The use of all this extra data to drive business improvement is only just beginning and we expect this to be a key area of focus in the coming years. Subscription models such as those recently introduced by Pret and Leon are further examples of where technology has helped create new revenue streams and gain a greater understanding of customer behaviour and spend. The effective use of technology and data can help to make businesses more agile so they can adapt to changes in the market as they arise.

3. Organisational resilience
A powerful spotlight has been shone on how companies treat their teams. The crisis provided the opportunity for many to reassess this crucial part of their business and discover whether their corporate culture was healthy or otherwise. A key part of this is how operators recruit, retain and reward staff – particularly in light of the current well-publicised labour shortages. Gastro-pub group Peach recently introduced a new profit share initiative, changing the way it rewards its managers following the pandemic; Honest Burgers, the Active Partners-backed brand, has launched a scheme to help employees develop their own food and beverage concept ideas; premium bar operator Arc Inspirations is running an incentive trip to New York if the company hits its EBITDA target. There will be many more examples across the sector but never has the phrase ‘people are our greatest asset’ rung so true. Having alignment between leadership and their teams has never been more important as this enables companies to react and adapt to changing markets and operational challenges.

#### [Extracted data]
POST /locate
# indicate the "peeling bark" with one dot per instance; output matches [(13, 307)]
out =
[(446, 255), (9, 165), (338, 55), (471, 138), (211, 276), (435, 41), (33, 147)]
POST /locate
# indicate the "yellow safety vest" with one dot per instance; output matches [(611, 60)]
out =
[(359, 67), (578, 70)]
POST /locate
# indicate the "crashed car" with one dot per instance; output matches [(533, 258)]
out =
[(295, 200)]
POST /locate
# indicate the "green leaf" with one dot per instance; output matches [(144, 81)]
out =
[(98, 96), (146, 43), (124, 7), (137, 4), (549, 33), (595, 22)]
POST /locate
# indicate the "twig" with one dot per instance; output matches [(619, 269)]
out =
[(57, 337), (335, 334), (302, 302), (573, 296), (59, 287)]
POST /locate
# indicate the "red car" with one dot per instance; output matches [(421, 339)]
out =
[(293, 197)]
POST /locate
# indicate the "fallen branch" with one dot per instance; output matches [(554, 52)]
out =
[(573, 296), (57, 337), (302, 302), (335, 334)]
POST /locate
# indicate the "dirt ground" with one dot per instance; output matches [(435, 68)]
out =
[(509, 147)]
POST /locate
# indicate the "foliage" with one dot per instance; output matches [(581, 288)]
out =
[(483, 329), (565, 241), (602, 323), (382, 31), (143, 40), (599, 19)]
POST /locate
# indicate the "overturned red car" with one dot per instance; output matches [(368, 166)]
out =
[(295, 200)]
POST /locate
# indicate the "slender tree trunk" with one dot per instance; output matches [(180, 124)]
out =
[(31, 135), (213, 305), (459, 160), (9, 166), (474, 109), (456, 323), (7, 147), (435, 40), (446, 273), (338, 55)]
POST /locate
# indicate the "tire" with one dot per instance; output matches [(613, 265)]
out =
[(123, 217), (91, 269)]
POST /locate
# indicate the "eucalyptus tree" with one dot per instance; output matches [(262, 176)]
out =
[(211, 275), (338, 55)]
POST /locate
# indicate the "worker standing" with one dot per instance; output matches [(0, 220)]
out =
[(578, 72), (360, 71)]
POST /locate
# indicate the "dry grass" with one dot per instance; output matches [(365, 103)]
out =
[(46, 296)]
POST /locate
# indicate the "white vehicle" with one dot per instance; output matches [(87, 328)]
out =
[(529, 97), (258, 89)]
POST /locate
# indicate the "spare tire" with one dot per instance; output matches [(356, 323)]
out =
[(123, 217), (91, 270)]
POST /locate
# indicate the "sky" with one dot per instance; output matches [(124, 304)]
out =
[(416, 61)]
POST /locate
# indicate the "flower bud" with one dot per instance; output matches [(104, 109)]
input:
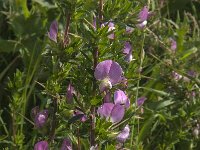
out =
[(41, 118), (42, 145), (196, 132), (105, 85)]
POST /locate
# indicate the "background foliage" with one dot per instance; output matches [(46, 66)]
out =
[(34, 71)]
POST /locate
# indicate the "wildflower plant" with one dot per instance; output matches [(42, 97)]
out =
[(99, 75)]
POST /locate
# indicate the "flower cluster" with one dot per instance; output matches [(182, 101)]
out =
[(109, 73)]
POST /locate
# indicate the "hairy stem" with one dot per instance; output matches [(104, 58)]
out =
[(53, 124), (66, 38)]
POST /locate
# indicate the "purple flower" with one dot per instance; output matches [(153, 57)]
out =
[(109, 73), (105, 110), (140, 101), (107, 97), (173, 44), (66, 145), (70, 92), (117, 113), (111, 111), (176, 76), (124, 134), (127, 48), (114, 112), (78, 112), (192, 73), (42, 145), (121, 98), (53, 31), (128, 52), (111, 26), (142, 17), (129, 30), (41, 118)]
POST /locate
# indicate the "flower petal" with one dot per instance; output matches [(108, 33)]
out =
[(66, 145), (102, 69), (115, 73), (107, 97), (142, 25), (117, 113), (41, 118), (173, 44), (70, 92), (42, 145), (143, 15), (124, 134), (120, 97), (53, 31), (127, 48), (105, 110), (140, 101), (78, 112)]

#### [Action item]
According to the passage, what incentive is Arc Inspirations running? The lines that come after the passage aren't needed here.

#### [Answer area]
Arc Inspirations is running an incentive trip to New York if the company hits its EBITDA target.